Stored data entries
BEGIN
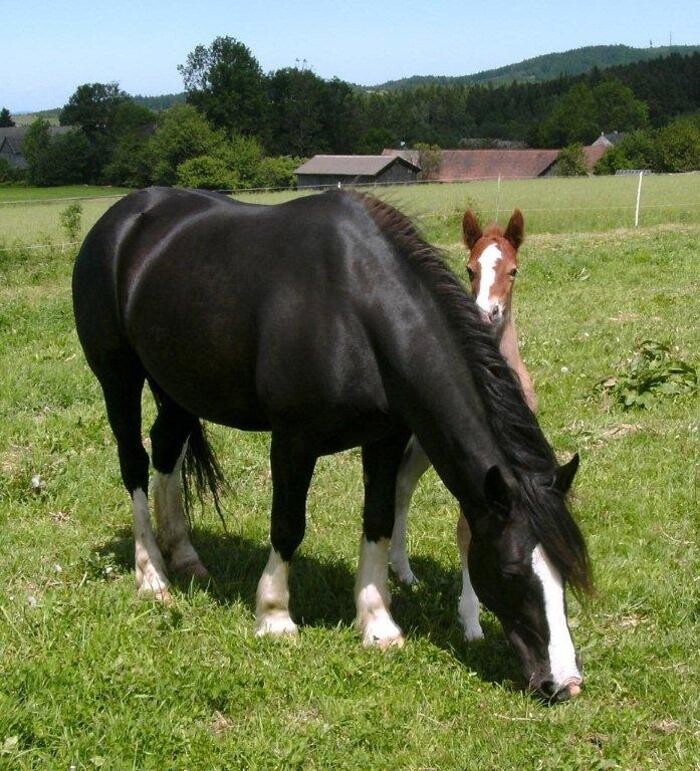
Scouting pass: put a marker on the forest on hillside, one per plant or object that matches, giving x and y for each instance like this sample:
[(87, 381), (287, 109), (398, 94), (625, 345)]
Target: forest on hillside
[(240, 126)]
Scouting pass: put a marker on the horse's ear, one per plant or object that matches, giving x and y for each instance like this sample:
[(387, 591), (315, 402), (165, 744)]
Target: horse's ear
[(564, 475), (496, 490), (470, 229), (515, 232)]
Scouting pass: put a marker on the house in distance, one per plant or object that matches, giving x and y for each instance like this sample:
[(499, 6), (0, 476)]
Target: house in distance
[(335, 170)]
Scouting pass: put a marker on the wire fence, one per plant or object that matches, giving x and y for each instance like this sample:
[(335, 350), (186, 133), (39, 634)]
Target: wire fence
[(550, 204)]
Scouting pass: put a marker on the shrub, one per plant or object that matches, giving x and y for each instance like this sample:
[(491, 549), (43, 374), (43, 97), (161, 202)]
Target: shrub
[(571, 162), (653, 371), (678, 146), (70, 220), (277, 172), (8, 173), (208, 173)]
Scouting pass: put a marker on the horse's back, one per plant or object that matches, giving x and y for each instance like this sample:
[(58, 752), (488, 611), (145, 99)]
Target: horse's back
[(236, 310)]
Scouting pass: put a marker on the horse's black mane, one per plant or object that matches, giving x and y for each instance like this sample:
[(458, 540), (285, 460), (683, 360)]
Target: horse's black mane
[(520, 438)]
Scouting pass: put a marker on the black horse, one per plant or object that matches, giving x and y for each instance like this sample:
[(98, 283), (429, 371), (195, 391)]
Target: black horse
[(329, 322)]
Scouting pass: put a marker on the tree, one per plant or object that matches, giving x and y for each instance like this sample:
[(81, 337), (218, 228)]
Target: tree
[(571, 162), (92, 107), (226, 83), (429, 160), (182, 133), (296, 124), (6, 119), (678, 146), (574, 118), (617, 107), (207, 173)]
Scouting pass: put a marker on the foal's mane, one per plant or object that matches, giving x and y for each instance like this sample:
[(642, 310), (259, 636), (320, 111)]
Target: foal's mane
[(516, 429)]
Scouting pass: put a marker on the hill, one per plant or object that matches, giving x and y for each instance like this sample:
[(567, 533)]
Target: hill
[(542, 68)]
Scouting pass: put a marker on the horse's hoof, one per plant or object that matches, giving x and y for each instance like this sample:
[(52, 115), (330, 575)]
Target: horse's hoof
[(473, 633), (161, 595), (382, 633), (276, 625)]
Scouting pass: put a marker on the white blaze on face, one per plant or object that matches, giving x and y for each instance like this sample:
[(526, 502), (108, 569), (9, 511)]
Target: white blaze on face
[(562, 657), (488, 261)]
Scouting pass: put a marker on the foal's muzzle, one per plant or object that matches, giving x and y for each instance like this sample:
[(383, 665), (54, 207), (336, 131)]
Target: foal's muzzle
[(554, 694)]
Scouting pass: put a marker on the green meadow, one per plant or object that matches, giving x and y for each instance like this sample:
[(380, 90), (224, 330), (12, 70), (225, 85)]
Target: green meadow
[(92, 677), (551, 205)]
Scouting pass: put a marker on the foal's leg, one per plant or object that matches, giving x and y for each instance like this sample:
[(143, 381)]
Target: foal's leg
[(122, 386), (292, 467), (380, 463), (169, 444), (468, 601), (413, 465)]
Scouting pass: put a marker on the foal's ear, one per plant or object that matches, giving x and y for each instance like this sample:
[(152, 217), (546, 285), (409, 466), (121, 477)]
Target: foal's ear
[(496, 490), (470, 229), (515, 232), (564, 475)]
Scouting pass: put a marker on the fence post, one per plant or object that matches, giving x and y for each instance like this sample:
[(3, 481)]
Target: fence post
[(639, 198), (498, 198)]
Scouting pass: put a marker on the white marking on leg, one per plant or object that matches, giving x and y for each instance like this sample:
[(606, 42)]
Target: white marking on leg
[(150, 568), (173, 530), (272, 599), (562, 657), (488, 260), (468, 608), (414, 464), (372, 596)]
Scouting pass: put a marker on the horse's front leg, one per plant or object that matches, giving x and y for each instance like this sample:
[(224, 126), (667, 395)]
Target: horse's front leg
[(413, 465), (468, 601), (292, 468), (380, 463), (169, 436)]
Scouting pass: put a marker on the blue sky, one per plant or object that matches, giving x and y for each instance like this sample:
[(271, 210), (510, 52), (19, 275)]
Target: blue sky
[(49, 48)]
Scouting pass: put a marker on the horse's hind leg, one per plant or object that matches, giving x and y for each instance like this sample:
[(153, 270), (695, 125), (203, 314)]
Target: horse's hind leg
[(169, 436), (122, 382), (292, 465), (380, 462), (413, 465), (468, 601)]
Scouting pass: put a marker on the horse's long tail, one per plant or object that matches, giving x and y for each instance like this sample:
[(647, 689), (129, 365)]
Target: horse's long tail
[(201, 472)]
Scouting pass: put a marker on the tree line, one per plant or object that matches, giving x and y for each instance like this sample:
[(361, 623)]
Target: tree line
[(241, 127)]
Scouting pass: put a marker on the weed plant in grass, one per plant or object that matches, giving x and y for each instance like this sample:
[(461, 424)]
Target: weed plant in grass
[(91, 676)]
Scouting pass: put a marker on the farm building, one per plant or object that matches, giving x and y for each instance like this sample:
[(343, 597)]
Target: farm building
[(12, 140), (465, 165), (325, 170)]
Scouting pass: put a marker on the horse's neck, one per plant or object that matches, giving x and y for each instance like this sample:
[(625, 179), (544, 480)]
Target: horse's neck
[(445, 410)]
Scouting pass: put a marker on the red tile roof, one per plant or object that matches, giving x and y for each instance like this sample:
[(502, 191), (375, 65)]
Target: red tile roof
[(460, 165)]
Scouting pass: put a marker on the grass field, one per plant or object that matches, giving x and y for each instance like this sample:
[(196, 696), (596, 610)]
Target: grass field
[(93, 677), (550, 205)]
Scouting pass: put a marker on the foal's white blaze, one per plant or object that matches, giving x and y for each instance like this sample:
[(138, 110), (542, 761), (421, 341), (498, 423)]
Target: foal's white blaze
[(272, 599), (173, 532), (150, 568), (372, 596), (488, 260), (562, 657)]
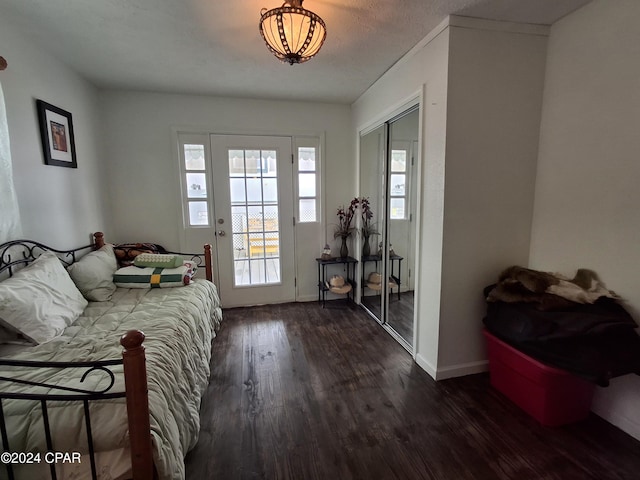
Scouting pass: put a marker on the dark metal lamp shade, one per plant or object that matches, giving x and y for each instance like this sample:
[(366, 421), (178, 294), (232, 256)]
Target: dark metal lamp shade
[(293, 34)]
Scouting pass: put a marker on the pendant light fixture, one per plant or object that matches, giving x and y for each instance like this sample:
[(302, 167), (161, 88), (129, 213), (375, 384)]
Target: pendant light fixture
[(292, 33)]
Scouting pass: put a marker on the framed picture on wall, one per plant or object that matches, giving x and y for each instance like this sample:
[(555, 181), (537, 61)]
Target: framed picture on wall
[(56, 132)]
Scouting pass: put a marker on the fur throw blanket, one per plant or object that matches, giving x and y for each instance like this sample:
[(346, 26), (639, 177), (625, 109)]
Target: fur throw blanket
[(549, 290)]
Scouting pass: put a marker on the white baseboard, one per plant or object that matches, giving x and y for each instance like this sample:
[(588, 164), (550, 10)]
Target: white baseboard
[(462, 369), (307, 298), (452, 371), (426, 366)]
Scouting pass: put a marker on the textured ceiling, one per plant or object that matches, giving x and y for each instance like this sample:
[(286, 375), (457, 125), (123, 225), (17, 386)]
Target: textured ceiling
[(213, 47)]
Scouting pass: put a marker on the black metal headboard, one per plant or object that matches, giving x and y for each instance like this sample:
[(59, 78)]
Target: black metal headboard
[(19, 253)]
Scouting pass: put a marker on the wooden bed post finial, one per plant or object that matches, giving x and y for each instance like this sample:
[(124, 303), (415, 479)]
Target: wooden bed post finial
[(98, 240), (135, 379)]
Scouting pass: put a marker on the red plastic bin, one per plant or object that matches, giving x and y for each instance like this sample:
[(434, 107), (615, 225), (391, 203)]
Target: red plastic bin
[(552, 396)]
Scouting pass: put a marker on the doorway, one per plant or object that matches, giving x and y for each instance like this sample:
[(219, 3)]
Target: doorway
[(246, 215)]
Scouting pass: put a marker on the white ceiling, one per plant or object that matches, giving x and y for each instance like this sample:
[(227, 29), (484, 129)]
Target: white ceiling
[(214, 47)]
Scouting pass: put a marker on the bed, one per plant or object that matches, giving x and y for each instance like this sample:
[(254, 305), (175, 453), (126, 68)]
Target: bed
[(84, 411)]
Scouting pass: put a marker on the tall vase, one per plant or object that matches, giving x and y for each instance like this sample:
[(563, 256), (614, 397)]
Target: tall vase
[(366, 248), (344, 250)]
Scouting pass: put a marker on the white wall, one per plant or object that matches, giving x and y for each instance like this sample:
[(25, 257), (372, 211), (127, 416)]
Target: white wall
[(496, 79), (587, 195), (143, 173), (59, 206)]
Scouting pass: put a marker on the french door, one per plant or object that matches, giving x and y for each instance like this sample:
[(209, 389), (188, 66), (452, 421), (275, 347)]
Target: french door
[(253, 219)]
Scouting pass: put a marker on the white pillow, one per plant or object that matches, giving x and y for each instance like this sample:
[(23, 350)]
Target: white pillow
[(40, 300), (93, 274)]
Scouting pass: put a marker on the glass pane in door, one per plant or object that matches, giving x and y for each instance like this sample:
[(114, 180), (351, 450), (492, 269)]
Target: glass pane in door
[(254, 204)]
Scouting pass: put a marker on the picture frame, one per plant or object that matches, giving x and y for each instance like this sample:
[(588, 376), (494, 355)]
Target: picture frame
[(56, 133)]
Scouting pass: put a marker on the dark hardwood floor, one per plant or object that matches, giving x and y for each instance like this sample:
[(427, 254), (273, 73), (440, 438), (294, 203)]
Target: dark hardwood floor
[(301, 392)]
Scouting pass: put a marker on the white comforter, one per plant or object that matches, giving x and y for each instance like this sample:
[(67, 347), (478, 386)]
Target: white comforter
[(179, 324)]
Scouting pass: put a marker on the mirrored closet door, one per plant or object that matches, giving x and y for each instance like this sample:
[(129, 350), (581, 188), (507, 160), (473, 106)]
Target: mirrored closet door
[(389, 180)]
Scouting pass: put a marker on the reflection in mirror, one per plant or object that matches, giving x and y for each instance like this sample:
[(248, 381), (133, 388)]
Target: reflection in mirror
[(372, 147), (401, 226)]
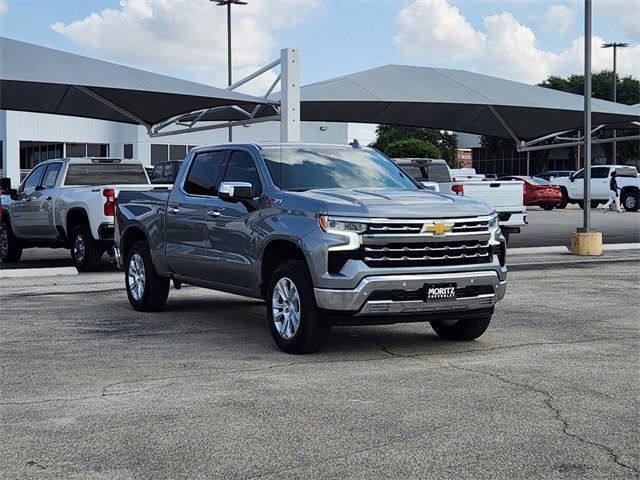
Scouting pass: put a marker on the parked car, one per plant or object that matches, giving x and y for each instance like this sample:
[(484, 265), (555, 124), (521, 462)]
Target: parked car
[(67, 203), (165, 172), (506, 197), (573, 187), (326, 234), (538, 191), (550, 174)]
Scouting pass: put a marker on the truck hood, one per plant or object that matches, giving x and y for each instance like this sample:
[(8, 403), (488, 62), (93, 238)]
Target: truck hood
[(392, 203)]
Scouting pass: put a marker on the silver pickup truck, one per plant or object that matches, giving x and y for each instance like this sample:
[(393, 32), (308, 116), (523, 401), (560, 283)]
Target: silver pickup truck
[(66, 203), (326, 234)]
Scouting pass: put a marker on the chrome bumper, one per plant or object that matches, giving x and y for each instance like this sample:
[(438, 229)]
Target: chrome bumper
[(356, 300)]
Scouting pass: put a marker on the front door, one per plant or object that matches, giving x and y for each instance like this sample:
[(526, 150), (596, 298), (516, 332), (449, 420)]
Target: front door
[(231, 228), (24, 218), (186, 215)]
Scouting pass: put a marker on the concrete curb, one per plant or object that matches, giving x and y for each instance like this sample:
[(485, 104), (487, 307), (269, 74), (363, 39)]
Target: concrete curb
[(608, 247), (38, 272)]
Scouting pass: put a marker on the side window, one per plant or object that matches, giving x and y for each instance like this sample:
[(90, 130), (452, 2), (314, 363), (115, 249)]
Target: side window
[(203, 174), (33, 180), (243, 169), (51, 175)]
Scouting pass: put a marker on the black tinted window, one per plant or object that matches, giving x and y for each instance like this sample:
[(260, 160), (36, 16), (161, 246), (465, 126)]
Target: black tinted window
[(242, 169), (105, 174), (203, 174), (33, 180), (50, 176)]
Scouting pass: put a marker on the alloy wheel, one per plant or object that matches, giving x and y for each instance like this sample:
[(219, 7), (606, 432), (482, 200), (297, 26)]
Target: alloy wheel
END
Your task: Write out only the final block of lines, starting at the line with "Scouting pass: put a marker on the concrete" and running to the end of the material.

The response:
Scouting pass: put a marker on the concrete curb, one per plant or object that matches, giving x and y for each instance like this sample:
[(485, 104), (487, 307), (269, 74), (363, 39)]
Target: concrete curb
[(608, 247), (38, 272)]
Scouting pass: put a marker on the side window, one per plant or object that matches, giving x and y for each instance like this sample:
[(90, 130), (452, 2), (314, 363), (115, 249)]
Target: side window
[(203, 174), (33, 180), (243, 169), (51, 175)]
Scouting pass: put a marker on the black tinted window, one per plant or object that matches, giving x and y for each instance like this sample:
[(260, 160), (36, 16), (161, 246), (465, 126)]
Target: black tinted window
[(242, 169), (105, 174), (203, 174), (33, 180), (50, 176)]
Scouting pass: put a marker on the alloy wheel, one per plant or object that matches, giving x and y for each instance like this sample:
[(219, 7), (606, 432), (482, 200), (297, 26)]
Target: alloy wheel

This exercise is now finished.